··· Supplied material
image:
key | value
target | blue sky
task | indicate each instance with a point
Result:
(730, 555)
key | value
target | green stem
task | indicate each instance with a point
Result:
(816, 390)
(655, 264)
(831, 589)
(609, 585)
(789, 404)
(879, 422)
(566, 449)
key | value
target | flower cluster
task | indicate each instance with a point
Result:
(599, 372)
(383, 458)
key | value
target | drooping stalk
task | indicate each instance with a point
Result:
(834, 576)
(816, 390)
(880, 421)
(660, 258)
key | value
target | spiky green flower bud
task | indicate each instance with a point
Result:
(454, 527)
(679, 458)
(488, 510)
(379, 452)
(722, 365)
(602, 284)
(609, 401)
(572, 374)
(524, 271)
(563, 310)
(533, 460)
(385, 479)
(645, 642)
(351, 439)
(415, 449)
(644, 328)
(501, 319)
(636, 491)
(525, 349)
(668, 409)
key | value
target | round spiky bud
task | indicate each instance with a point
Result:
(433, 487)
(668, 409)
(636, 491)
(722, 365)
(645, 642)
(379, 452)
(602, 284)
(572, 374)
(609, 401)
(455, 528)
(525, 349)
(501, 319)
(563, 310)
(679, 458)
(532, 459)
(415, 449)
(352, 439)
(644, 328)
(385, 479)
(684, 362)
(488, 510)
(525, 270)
······
What you are asked to do:
Faithfully transcribe the whole of the data.

Full response:
image:
key | value
target | blue sky
task | indicate each instance with a point
Result:
(730, 555)
key | value
target | green stem
task | indicate each instance with a point
Result:
(816, 390)
(655, 264)
(831, 589)
(609, 585)
(789, 404)
(879, 422)
(566, 449)
key | value
target | flower cluster
task | indicate each instance with a point
Result:
(599, 372)
(383, 458)
key | value
target | drooping stalk
task | indicate each instance with a point
Result:
(834, 576)
(816, 390)
(880, 421)
(660, 258)
key | value
target | spiky green flower bud
task | indicate each instance with a point
Result:
(454, 527)
(679, 458)
(488, 510)
(379, 452)
(722, 365)
(602, 284)
(609, 401)
(572, 374)
(524, 271)
(563, 310)
(533, 460)
(385, 479)
(645, 642)
(351, 439)
(415, 449)
(644, 328)
(501, 319)
(636, 491)
(525, 349)
(668, 409)
key | value
target | round spiky bud
task | indicate each instance with a point
Result:
(433, 487)
(668, 409)
(636, 491)
(722, 365)
(645, 642)
(379, 452)
(602, 284)
(572, 374)
(609, 401)
(455, 528)
(525, 349)
(501, 319)
(563, 310)
(679, 458)
(532, 459)
(415, 449)
(352, 439)
(644, 328)
(385, 479)
(684, 362)
(488, 510)
(525, 270)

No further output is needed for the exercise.